_Task statement_
Only these lines of the data below are wanted: the one with "Target: girl's hand", the one with "Target: girl's face", and any lines between them, each repeated exactly.

(Image-grounded pointing data)
##############################

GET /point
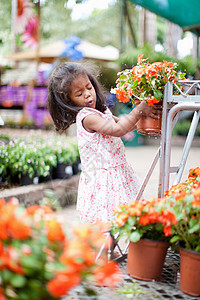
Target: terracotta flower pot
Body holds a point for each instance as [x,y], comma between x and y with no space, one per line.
[146,259]
[148,125]
[190,272]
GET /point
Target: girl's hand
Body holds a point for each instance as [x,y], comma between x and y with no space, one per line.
[145,110]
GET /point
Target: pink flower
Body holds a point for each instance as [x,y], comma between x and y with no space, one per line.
[30,36]
[24,13]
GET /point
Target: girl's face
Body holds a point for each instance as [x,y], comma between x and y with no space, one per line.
[82,92]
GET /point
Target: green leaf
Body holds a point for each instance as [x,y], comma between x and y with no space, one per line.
[194,228]
[175,239]
[135,83]
[135,236]
[17,280]
[157,94]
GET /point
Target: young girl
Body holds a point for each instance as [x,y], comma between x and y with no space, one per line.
[74,95]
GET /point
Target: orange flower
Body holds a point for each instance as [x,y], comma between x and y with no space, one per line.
[2,297]
[54,230]
[10,259]
[122,96]
[167,230]
[19,229]
[196,201]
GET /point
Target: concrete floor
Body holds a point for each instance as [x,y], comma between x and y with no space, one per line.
[141,158]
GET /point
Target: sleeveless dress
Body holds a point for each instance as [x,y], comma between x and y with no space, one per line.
[106,179]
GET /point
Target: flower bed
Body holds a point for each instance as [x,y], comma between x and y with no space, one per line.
[37,259]
[35,156]
[174,218]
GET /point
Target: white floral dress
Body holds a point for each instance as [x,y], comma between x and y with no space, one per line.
[106,179]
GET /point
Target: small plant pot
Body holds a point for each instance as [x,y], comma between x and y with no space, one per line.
[146,259]
[46,178]
[190,272]
[148,125]
[62,171]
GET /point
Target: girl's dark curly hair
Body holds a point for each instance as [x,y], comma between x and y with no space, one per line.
[62,110]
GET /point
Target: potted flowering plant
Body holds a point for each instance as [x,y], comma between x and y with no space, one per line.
[184,201]
[148,226]
[38,261]
[146,81]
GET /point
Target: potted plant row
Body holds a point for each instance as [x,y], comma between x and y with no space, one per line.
[35,159]
[38,261]
[152,226]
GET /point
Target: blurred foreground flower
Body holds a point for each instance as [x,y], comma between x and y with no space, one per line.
[38,261]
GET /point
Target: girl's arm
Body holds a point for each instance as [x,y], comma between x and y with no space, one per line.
[117,120]
[94,123]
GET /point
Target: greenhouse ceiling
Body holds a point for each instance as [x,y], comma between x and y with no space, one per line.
[185,13]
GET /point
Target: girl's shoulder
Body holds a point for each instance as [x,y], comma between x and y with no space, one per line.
[88,111]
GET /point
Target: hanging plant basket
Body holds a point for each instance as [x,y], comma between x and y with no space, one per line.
[150,126]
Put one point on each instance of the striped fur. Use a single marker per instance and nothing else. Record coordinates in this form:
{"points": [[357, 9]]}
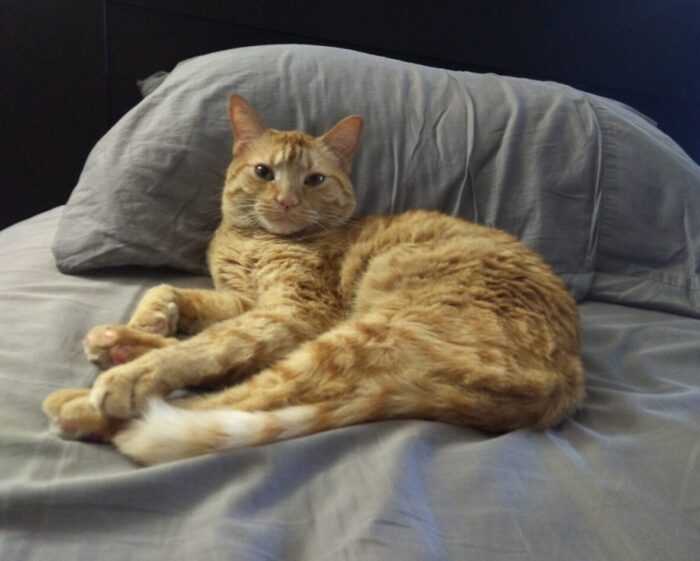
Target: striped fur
{"points": [[320, 320]]}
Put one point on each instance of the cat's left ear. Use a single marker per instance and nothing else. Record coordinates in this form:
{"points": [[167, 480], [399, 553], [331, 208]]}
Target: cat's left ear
{"points": [[245, 123], [344, 138]]}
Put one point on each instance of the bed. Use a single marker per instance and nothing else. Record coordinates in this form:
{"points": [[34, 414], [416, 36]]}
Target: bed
{"points": [[610, 202]]}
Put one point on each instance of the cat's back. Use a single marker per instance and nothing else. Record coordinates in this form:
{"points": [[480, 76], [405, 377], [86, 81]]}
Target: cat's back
{"points": [[426, 256]]}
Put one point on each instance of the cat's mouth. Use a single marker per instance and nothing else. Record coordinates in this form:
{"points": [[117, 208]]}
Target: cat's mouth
{"points": [[281, 223]]}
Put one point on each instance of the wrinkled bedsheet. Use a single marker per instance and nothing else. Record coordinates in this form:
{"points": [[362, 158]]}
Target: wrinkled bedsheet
{"points": [[620, 481]]}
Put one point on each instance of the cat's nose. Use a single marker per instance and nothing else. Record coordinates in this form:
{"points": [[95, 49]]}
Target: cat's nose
{"points": [[287, 200]]}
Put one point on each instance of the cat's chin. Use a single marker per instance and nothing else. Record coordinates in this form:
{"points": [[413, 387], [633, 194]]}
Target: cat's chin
{"points": [[282, 226]]}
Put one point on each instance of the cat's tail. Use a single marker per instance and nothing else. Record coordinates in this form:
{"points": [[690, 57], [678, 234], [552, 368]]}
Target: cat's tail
{"points": [[167, 433]]}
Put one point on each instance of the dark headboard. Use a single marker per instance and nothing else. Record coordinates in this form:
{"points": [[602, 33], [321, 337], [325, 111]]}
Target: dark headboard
{"points": [[70, 67]]}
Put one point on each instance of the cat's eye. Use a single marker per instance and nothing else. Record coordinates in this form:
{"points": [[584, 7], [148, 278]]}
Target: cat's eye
{"points": [[315, 179], [264, 172]]}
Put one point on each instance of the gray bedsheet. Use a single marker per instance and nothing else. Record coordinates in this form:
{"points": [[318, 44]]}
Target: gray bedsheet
{"points": [[621, 481]]}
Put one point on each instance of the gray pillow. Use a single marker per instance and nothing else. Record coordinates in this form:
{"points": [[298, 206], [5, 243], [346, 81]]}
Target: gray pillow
{"points": [[541, 160]]}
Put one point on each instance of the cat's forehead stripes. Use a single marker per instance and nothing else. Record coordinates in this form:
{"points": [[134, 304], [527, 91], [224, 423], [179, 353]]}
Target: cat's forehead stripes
{"points": [[292, 148]]}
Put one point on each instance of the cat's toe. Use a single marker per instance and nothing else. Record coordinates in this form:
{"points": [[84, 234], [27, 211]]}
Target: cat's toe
{"points": [[71, 416]]}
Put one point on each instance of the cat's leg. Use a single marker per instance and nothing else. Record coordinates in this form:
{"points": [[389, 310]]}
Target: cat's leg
{"points": [[71, 416], [223, 353], [162, 312], [332, 381], [366, 369]]}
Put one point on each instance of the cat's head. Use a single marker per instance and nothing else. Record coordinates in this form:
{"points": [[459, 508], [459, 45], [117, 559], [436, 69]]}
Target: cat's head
{"points": [[286, 181]]}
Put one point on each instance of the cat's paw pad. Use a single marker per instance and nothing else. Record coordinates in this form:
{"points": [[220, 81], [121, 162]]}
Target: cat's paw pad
{"points": [[109, 345], [71, 416], [123, 391]]}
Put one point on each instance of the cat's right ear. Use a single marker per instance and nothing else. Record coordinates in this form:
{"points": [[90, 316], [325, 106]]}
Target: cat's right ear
{"points": [[245, 123]]}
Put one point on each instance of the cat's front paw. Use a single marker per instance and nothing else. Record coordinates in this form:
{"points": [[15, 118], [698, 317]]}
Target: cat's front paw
{"points": [[122, 392], [157, 311], [72, 416], [109, 345]]}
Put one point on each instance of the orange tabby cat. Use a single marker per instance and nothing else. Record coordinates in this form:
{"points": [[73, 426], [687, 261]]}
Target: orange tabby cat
{"points": [[319, 321]]}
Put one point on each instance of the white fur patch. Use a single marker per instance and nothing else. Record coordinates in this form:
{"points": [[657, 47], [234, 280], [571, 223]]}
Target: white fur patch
{"points": [[167, 433]]}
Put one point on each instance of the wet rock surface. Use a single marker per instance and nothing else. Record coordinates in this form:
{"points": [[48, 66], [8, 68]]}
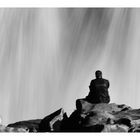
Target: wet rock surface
{"points": [[87, 117]]}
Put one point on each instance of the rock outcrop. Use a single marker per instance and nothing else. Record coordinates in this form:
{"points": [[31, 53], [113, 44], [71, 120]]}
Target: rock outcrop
{"points": [[87, 117]]}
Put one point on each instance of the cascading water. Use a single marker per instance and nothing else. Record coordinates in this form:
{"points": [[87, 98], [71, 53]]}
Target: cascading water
{"points": [[48, 57]]}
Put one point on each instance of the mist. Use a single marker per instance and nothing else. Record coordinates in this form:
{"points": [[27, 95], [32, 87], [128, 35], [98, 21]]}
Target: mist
{"points": [[48, 56]]}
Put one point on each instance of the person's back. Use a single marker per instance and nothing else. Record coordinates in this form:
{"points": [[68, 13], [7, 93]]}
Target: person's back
{"points": [[98, 89]]}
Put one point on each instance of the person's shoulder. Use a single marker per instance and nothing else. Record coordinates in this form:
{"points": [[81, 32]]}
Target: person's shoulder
{"points": [[105, 80]]}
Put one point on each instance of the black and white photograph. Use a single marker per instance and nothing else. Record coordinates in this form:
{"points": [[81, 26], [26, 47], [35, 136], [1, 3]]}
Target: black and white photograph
{"points": [[69, 69]]}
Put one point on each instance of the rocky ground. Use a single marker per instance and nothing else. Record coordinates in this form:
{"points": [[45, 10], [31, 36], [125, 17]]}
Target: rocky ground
{"points": [[86, 118]]}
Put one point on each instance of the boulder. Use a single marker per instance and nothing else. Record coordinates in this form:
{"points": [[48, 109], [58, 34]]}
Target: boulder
{"points": [[52, 122]]}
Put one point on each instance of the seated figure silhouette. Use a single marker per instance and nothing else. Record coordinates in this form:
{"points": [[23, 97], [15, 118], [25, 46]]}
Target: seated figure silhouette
{"points": [[98, 89]]}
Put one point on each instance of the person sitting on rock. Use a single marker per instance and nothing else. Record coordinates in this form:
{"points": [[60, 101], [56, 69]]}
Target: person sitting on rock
{"points": [[98, 89]]}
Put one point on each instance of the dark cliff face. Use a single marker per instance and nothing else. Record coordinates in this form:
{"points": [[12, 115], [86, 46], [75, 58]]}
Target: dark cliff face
{"points": [[86, 118]]}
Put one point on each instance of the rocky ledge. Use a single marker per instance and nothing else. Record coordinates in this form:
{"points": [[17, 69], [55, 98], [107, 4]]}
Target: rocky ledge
{"points": [[86, 118]]}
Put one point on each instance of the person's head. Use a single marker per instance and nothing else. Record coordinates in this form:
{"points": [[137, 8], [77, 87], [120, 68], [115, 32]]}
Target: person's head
{"points": [[98, 74]]}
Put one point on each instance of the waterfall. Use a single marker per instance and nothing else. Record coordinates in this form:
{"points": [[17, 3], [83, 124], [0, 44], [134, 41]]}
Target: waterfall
{"points": [[48, 57]]}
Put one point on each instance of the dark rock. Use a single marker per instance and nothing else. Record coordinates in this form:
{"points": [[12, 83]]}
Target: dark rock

##############################

_Output_
Target: girl's hand
Body holds a point for each instance as [x,y], comma between x and y with no space, one per line.
[145,110]
GET /point
Target: pink flower
Body holds a point for each instance as [x,y], comma between x and y with no space, one per line.
[30,36]
[24,13]
GET /point
Target: girl's face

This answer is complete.